▸ Written problem:
Print exactly the lines from the line with "Objective — one point per instance of the turret" to the last line of the data, please, both included.

▸ Working data:

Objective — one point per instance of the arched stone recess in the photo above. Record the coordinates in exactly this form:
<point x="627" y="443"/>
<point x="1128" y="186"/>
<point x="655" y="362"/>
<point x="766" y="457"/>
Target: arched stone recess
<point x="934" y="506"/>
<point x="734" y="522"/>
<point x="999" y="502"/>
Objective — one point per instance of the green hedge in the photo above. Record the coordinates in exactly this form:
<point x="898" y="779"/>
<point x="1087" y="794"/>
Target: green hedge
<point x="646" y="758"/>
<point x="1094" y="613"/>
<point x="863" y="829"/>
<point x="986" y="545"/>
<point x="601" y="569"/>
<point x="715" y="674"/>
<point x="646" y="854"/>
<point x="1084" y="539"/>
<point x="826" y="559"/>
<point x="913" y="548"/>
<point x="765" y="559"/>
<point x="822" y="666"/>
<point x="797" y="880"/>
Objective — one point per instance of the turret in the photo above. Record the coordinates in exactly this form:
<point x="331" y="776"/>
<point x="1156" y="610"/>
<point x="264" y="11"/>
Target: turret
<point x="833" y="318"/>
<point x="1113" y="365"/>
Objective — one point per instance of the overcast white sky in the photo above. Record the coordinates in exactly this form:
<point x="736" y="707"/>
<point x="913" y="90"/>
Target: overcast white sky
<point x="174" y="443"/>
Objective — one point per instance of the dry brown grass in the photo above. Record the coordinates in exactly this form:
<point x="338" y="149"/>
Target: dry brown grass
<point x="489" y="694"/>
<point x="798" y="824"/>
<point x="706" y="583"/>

▸ Solution:
Objective — one point per instance of the turret in the photo above. Record the coordinates in exactly this form:
<point x="331" y="776"/>
<point x="1156" y="610"/>
<point x="264" y="11"/>
Target: turret
<point x="833" y="318"/>
<point x="1113" y="365"/>
Objective — one point per instance of the overcast white sky in the photo above. Record the coordinates in exactly this form:
<point x="736" y="707"/>
<point x="913" y="90"/>
Target: overcast white sky
<point x="174" y="443"/>
Objective — one point per instance of the dry brown grass in the photo above. Record the coordinates in exactly this form:
<point x="338" y="149"/>
Target: dry brown grass
<point x="489" y="694"/>
<point x="798" y="824"/>
<point x="706" y="583"/>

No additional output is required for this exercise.